Data to process:
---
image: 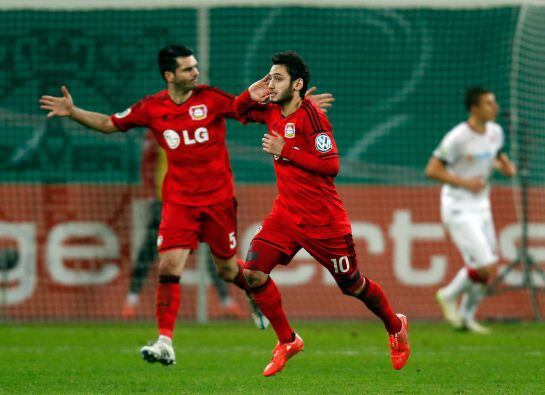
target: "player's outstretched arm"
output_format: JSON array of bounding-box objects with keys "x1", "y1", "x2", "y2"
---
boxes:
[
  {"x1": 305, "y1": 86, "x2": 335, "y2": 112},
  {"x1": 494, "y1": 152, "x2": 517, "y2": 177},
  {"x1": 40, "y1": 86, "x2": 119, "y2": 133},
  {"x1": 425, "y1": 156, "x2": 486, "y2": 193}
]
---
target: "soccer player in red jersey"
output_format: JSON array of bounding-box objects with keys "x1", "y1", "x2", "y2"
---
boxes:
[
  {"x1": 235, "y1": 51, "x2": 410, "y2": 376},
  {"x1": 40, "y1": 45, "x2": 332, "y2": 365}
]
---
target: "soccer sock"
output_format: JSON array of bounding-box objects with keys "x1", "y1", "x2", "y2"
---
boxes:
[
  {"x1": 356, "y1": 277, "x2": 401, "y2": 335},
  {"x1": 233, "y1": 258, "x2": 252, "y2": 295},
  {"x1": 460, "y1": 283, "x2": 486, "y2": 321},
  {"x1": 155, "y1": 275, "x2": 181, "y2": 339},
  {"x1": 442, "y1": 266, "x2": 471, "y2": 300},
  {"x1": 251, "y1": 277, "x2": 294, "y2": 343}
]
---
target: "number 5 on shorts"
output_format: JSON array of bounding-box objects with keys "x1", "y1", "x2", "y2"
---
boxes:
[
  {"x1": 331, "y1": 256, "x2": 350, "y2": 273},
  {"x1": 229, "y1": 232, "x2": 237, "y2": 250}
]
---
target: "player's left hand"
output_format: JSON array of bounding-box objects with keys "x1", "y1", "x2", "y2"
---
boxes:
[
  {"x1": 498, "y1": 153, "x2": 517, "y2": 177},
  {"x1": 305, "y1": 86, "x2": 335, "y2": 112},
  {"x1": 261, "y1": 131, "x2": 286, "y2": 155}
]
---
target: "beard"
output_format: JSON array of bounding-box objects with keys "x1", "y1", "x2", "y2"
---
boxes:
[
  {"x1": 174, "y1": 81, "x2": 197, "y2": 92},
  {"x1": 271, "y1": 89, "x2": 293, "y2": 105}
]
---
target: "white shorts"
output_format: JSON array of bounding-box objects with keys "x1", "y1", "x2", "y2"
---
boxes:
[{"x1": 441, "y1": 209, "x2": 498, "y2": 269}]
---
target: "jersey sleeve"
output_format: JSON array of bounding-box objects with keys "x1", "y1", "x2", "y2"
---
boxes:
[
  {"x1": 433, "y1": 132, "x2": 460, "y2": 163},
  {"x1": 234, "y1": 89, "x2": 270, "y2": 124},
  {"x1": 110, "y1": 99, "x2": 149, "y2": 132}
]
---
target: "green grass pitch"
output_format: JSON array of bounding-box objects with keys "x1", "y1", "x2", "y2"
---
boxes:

What is required: Restate the records word for word, omitting images.

Task solution:
---
image: 
target: "player's outstretched arm"
output_format: JSON array of bounding-box objects with keys "x1", "y1", "x2", "y2"
---
boxes:
[
  {"x1": 305, "y1": 86, "x2": 335, "y2": 112},
  {"x1": 494, "y1": 152, "x2": 517, "y2": 177},
  {"x1": 40, "y1": 86, "x2": 119, "y2": 133},
  {"x1": 425, "y1": 156, "x2": 486, "y2": 193}
]
---
target: "soccer player in red jersey"
output_format: JSON array of bounding-box objects with keys "x1", "y1", "x2", "y2"
---
boxes:
[
  {"x1": 235, "y1": 51, "x2": 410, "y2": 376},
  {"x1": 40, "y1": 45, "x2": 332, "y2": 365}
]
---
target: "soccer sock"
output_format: JSON array of bounding-box objects with keys "x1", "y1", "x2", "y2"
---
boxes:
[
  {"x1": 356, "y1": 277, "x2": 401, "y2": 335},
  {"x1": 233, "y1": 258, "x2": 252, "y2": 295},
  {"x1": 460, "y1": 283, "x2": 486, "y2": 321},
  {"x1": 155, "y1": 275, "x2": 181, "y2": 339},
  {"x1": 442, "y1": 266, "x2": 471, "y2": 300},
  {"x1": 251, "y1": 277, "x2": 294, "y2": 343}
]
---
target: "number 5 on shorts"
output_format: JSON array of bounding-box objects with keys "x1", "y1", "x2", "y2"
---
boxes:
[
  {"x1": 331, "y1": 256, "x2": 350, "y2": 273},
  {"x1": 229, "y1": 232, "x2": 237, "y2": 250}
]
---
target: "player's left hand"
output_format: JSON array of bounding-box objects with keys "x1", "y1", "x2", "y2"
---
boxes:
[
  {"x1": 498, "y1": 153, "x2": 517, "y2": 177},
  {"x1": 305, "y1": 86, "x2": 335, "y2": 112},
  {"x1": 261, "y1": 131, "x2": 286, "y2": 155}
]
---
target: "beard"
output_format: JSON array of bounding-box objects with keys "x1", "y1", "x2", "y2"
---
boxes:
[
  {"x1": 174, "y1": 81, "x2": 197, "y2": 92},
  {"x1": 271, "y1": 89, "x2": 293, "y2": 105}
]
---
target: "white shorts"
output_format: JSON array of bounding-box objects with keys "x1", "y1", "x2", "y2"
---
boxes:
[{"x1": 441, "y1": 209, "x2": 498, "y2": 269}]
---
target: "jersey sleeve"
output_format: JSON array of bounding-box objects with keys "x1", "y1", "x2", "y2"
---
boxes:
[
  {"x1": 433, "y1": 132, "x2": 460, "y2": 163},
  {"x1": 234, "y1": 89, "x2": 270, "y2": 124},
  {"x1": 110, "y1": 99, "x2": 149, "y2": 132}
]
---
target: "green grass pitch"
output_format: JSON array of bounding-box objects with keys "x1", "y1", "x2", "y2"
---
boxes:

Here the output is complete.